**Supplied passage:**
CS329 Machine Learning Quiz 3

Before Quiz

Learning

$p(\theta\vert\mathcal D)$
- $p(\mathcal D\vert \theta)p(\theta)$ closed-form solution
- $L(\theta)$
  - $b=\nabla_\theta L(\theta)$
  - $H=\nabla^2_\theta L(\theta)$
$\theta^+\leftarrow \theta - H^{-1}b$

$p(\theta\vert\mathcal D)= \mathcal N(\theta_\text{MAP},H_\text{MAP}^{-1})$
Prediction
- $t_{N+1} = y(x_{N+1},\theta)+v$, $v\sim \mathcal N(0,\beta^{-1})$
  
  $p(t_{N+1}\vert x_{N+1},\mathcal D) =\mathcal N(y(x_{N+1},\theta_\text{MAP})+\bar q_\text{MAP}^\text{T}H^{-1}_\text{MAP}\bar q_\text{MAP})$
- $y(x_{N+1},\theta)=\delta?(\Phi^\text T(x_{N+1})\theta)$
  
  $p(t_{N+1}\vert x_{N+1},\mathcal D) =p(t_{N+1}\vert x_{N+1},\mathcal \theta_\text{MAP}) =(y(x_{N+1},\theta_\text{MAP}))^{t_{N+1}}(1-y(x_{N+1},\theta_\text{MAP}))^{1-t_{N+1}}$
Evaluation
$\begin{align*} p(\mathcal D) &= \int p(\mathcal D\vert\theta)p(\theta)\text d \theta\\ -\ln p(\mathcal D) &=\int- \ln p(\mathcal D\vert \theta)-\ln p(\theta)\text d\theta \\ &= -\ln p(\mathcal D\vert \theta_\text{MAP})-\ln p(\theta_\text{MAP})+\int\frac 1 2 (\theta-\theta_\text{MAP})^\text T H^{-1}_\text{MAP}(\theta-\theta_\text{MAP})\text d\theta\\ &=-\ln p(\mathcal D\vert \theta_\text{MAP})-\ln p(\theta_\text{MAP})-\frac M 2 \ln(2\pi)+\frac M 2 \ln\vert H_\text{MAP} \vert \end{align*}$

Question 1 Neural Networks without Prior

Question 1.1

What are the gradients of $\frac{\partial y_k}{\partial w_{kj}}$, $\frac{\partial y_k}{\partial w_{ji}}$ for regression and classification, respectively?

**Data listing:**
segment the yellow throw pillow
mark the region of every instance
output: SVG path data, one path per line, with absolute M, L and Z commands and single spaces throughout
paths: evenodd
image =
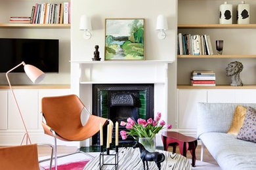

**To do:**
Pick up the machine learning quiz notes where they end and keep writing them. You won't need the data for this.

**Output for this task:**
Solution 1.1

Regression
$\begin{align*} y_k&=a_k\\ \frac{\partial y_k}{\partial w_{kj}}&=\frac{\partial a_k}{\partial w_{kj}}=z_j\\ z_j&=h(a_j), \frac{\partial a_j}{\partial w_{ji}}=z_i\\ \frac{\partial y_k}{\partial w_{ji}}&=\frac{\partial a_k}{\partial z_j}\frac{\partial z_j}{\partial a_j}\frac{\partial a_j}{\partial w_{ij}}=w_{kj} h'(a_j)z_i \end{align*}$
Classification
$\begin{align*} y_k&=\sigma(a_k)\\ \frac{\partial y_k}{\partial w_{kj}}&=\frac{\partial y_k}{\partial a_k}\frac{\partial a_k}{\partial w_{kj}}=\sigma'(a_k)z_j=y_k(1-y_k)z_j\\ z_j&=h(a_j), \frac{\partial a_j}{\partial w_{ji}}=z_i\\ \frac{\partial y_k}{\partial w_{ji}}&=\frac{\partial y_k}{\partial a_k}\frac{\partial a_k}{\partial z_j}\frac{\partial z_j}{\partial a_j}\frac{\partial a_j}{\partial w_{ij}}=y_k(1-y_k)w_{kj} h'(a_j)z_i \end{align*}$

Question 1.2

What are the gradients of $\frac{\partial E_n}{\partial w_{kj}}$, $\frac{\partial E_n}{\partial w_{ji}}$ for regression and classification, respectively?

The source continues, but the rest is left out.